### TESTO DI RIFERIMENTO
Non è te che aspettavo
di Fabien Toulmé
Bao Publishing, 2018
pp. 255
€ 20,00
Titolo originale: Ce n’est pas toi que j’attendais
Traduzione di Francesco Savino
Nel suo primo graphic novel, Fabien Toulmé, ingegnere civile riconsacrato al mondo dell’illustrazione, mette in scena senza sentimentalismi una delicata vicenda autobiografica. Non è te che aspettavo racconta la storia di un uomo che sta per diventare padre la seconda volta: è convinto di sapere cosa l'aspetta, ma porta con sé un consistente bagaglio di paure e cerca conferme che, quando arrivano, non lo soddisfano mai. Una delle prospettive che più lo atterrisce è quella di una possibile anomalia del feto, in particolare la trisomia 21, che non è certo la più grave, ma è sicuramente quella che gli fa più impressione, con cui riesce a rapportarsi di meno, sin da quando era bambino:
Che strano… potenzialmente, il numero di malformazioni o malattie è infinito… un feto potrebbe avere un braccio in meno, la leucemia, o chissà che altro. Eppure, a spaventarmi davvero era proprio la trisomia 21.

(Voci di dati salvate)
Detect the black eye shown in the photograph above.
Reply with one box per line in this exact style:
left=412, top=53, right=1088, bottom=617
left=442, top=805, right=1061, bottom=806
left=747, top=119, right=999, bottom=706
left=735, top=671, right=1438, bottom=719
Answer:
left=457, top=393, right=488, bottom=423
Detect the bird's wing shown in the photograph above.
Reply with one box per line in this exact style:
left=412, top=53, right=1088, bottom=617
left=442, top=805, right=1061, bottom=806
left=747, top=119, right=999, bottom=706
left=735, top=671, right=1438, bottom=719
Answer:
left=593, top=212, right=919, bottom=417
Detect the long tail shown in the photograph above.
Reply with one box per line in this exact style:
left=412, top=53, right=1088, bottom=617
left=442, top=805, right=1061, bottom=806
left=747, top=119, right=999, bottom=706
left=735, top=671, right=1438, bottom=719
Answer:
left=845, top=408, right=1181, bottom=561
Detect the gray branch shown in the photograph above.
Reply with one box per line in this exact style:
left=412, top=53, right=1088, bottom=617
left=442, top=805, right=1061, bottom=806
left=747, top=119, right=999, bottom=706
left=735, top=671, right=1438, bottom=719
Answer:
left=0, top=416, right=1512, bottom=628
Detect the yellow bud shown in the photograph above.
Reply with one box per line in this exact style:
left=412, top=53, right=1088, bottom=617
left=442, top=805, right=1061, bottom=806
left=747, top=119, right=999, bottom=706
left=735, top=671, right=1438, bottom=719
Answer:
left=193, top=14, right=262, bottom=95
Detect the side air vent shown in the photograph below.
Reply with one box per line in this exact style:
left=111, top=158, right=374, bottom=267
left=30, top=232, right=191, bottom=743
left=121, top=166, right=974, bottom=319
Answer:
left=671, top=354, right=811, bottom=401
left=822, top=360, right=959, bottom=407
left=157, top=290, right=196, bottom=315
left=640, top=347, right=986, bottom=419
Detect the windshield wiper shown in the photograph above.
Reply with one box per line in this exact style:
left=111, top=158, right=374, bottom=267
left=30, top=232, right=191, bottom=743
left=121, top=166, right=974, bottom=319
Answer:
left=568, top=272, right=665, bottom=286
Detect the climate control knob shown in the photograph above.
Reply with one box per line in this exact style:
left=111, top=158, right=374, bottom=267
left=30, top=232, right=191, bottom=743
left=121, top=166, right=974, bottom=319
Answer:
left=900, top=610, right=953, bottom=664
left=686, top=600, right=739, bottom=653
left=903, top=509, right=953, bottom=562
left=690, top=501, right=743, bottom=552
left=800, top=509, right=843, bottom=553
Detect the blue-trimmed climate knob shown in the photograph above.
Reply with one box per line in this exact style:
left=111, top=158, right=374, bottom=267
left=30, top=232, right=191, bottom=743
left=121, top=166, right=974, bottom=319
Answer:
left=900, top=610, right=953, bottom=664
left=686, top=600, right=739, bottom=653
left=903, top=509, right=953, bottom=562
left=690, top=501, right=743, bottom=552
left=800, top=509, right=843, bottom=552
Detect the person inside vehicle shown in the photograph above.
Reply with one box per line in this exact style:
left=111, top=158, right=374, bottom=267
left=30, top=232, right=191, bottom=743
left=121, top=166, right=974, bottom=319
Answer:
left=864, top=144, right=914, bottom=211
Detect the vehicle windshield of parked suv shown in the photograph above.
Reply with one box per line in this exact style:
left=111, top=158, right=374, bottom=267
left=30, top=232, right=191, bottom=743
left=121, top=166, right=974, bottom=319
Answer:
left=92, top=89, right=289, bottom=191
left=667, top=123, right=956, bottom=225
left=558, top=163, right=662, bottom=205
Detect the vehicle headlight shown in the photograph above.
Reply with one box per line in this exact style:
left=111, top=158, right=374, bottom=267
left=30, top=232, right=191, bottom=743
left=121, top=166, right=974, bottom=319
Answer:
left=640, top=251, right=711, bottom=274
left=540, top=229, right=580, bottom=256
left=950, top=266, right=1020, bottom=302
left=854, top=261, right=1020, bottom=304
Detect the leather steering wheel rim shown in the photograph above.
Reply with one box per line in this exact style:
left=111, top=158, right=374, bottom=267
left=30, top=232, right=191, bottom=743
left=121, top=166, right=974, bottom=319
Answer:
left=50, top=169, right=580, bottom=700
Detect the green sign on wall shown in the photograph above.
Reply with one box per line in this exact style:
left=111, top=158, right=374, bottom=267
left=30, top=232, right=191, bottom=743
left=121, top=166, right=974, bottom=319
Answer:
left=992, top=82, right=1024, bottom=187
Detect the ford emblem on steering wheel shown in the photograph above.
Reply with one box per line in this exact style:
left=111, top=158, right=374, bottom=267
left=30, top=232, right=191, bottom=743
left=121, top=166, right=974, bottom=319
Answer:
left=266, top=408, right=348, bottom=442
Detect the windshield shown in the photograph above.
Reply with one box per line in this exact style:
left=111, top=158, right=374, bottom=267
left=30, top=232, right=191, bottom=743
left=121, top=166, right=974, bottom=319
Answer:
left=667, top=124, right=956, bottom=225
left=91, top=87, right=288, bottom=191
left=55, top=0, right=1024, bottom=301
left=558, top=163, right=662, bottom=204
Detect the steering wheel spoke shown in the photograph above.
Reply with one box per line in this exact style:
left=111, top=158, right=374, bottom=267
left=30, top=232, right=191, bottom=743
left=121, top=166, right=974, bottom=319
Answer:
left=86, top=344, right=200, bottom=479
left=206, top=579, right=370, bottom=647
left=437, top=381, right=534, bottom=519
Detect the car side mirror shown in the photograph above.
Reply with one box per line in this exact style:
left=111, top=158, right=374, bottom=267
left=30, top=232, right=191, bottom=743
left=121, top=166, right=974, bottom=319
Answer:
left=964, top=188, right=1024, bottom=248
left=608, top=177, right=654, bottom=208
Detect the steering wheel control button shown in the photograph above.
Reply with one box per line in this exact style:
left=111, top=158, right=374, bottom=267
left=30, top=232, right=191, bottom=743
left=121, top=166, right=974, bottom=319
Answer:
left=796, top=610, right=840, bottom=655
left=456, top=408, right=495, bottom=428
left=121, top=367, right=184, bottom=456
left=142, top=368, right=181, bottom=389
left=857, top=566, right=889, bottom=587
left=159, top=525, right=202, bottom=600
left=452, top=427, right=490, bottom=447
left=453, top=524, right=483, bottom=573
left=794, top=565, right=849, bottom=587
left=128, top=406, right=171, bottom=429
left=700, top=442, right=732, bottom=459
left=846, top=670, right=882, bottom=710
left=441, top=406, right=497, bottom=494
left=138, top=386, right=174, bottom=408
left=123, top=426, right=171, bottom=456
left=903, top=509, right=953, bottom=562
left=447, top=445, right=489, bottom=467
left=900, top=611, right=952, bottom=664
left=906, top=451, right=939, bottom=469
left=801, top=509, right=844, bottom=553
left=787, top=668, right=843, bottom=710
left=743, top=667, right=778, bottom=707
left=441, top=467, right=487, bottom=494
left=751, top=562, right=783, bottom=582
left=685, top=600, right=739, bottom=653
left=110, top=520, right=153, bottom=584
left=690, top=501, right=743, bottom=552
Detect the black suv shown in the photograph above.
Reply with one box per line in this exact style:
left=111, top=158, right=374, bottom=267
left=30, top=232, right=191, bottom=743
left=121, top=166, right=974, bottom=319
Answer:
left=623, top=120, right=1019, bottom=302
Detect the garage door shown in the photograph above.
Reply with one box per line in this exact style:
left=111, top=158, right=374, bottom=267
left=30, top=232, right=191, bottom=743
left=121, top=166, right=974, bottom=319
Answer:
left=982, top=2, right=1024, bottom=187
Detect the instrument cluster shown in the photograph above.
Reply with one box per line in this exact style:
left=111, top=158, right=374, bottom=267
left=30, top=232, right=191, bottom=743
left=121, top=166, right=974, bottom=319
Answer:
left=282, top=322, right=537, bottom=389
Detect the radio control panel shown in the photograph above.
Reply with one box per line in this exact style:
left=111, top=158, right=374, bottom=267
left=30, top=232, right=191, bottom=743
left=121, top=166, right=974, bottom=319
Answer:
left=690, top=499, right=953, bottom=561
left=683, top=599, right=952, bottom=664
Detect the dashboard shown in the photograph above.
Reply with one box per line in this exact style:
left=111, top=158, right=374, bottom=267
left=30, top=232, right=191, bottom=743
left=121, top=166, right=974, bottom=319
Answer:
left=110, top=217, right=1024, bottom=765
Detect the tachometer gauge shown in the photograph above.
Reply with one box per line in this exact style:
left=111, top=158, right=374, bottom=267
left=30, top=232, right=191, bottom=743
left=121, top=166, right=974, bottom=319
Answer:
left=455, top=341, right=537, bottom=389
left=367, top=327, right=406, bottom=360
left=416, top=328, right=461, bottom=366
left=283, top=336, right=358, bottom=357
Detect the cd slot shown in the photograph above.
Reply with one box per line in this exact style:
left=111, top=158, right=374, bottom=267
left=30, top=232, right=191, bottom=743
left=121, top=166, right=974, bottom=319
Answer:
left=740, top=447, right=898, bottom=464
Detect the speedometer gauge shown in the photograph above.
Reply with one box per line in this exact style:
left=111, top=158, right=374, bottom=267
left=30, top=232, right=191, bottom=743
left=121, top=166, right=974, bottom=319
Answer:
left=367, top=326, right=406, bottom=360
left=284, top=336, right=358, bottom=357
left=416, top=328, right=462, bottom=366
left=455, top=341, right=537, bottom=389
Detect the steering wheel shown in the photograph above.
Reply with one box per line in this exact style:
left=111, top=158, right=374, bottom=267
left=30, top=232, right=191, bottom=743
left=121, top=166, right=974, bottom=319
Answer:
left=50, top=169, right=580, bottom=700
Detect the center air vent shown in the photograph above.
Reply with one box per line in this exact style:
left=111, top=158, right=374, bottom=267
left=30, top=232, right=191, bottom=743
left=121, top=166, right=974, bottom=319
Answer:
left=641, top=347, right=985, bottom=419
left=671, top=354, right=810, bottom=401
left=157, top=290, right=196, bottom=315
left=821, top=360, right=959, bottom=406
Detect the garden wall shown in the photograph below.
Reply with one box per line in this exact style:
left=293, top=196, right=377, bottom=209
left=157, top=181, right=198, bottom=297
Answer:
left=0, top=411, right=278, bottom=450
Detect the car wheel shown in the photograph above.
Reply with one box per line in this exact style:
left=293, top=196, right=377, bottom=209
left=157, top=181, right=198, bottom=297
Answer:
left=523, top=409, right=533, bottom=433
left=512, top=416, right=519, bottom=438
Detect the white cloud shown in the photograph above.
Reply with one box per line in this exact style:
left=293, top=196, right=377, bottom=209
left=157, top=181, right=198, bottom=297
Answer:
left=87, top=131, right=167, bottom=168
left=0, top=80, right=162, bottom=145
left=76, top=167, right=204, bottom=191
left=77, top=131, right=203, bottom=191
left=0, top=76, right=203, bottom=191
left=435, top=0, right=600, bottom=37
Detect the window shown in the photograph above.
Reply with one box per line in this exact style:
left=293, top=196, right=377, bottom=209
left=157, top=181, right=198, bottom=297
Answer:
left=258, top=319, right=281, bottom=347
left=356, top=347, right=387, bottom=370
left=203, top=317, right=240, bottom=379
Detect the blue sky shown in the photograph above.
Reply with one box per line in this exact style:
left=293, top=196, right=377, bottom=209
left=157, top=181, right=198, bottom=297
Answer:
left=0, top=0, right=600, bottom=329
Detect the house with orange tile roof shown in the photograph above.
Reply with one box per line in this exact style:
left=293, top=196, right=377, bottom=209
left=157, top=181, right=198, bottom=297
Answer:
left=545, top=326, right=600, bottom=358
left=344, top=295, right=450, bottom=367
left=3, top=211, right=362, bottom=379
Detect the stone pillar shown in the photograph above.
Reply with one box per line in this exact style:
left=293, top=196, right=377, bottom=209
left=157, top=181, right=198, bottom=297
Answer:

### ATTIVITÀ DA SVOLGERE
A: Rispondi alle domande sulla scheda di «Non è te che aspettavo».
(i) Chi ha curato la traduzione italiana?
(ii) Quale professione è attribuita a Fabien Toulmé prima del suo ritorno all'illustrazione?
(iii) Quale anomalia del feto spaventa di più il protagonista?
B: Elenca tutte le malformazioni o malattie di un feto nominate nel brano citato alla fine della scheda di «Non è te che aspettavo».

### SOLUZIONI PROPOSTE
A:
(i) Francesco Savino.
(ii) Ingegnere civile.
(iii) La trisomia 21.

B: Un braccio in meno, la leucemia, la trisomia 21.